> [PAGE EXTRACT]:
^^^^^^^^^^^^^^^^

IMF's Christine Lagarde downplays differences with Trump White House

World finance leaders are gathering on US President Donald Trump's home turf to try to nudge his still-evolving policies away from protectionism and show broad support for open trade and global integration.
Lagarde (above) acknowledged discontent over globalisation and the political winds it has whipped up in recent years.
Lagarde (above) acknowledged discontent over globalisation and the political winds it has whipped up in recent years.PHOTO: REUTERS

WASHINGTON (AFP) - The head of the International Monetary Fund on Thursday (April 20) downplayed differences with the new Trump administration over free trade, kicking off semi-annual meetings amid signs of friction with the White House.

"From the various contacts that I have had with the administration so far, I have every reason to believe we will make progress," IMF managing director Christine Lagarde told reporters.

With its 189 members gathering in Washington this week, the fund faces the unusual challenge of a US government now noisily at odds with some of the IMF's most important positions, including trade liberalisation, financial regulation and climate change.

US Commerce Secretary Wilbur Ross this week dismissed some IMF concerns as "rubbish."

Washington has also called on the fund to pay closer attention to member countries' efforts to affect exchange rates and other imbalances that harm the United States.

^^^^^^^^^^^^^^^^

> [EXTRACTED DATA]:
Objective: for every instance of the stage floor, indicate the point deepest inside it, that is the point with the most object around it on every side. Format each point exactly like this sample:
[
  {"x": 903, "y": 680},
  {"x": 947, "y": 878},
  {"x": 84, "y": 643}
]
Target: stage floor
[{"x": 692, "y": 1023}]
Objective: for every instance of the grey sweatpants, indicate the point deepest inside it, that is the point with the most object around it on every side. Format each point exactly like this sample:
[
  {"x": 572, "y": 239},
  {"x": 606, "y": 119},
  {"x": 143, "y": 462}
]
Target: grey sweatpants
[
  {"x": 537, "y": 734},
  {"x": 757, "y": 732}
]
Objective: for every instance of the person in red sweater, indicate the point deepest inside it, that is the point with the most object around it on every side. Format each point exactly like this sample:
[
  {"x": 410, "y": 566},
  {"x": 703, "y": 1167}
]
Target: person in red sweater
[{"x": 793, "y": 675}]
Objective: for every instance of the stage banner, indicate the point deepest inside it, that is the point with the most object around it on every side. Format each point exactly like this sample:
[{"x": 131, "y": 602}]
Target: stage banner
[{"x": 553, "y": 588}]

^^^^^^^^^^^^^^^^

> [EXERCISE TASK]:
In the article on the IMF and the Trump administration, what word did US Commerce Secretary Wilbur Ross use to dismiss some IMF concerns? The data that comes after the article on the IMF and the Trump administration is separate material.

> [EXERCISE RESULT]:
He dismissed them as "rubbish."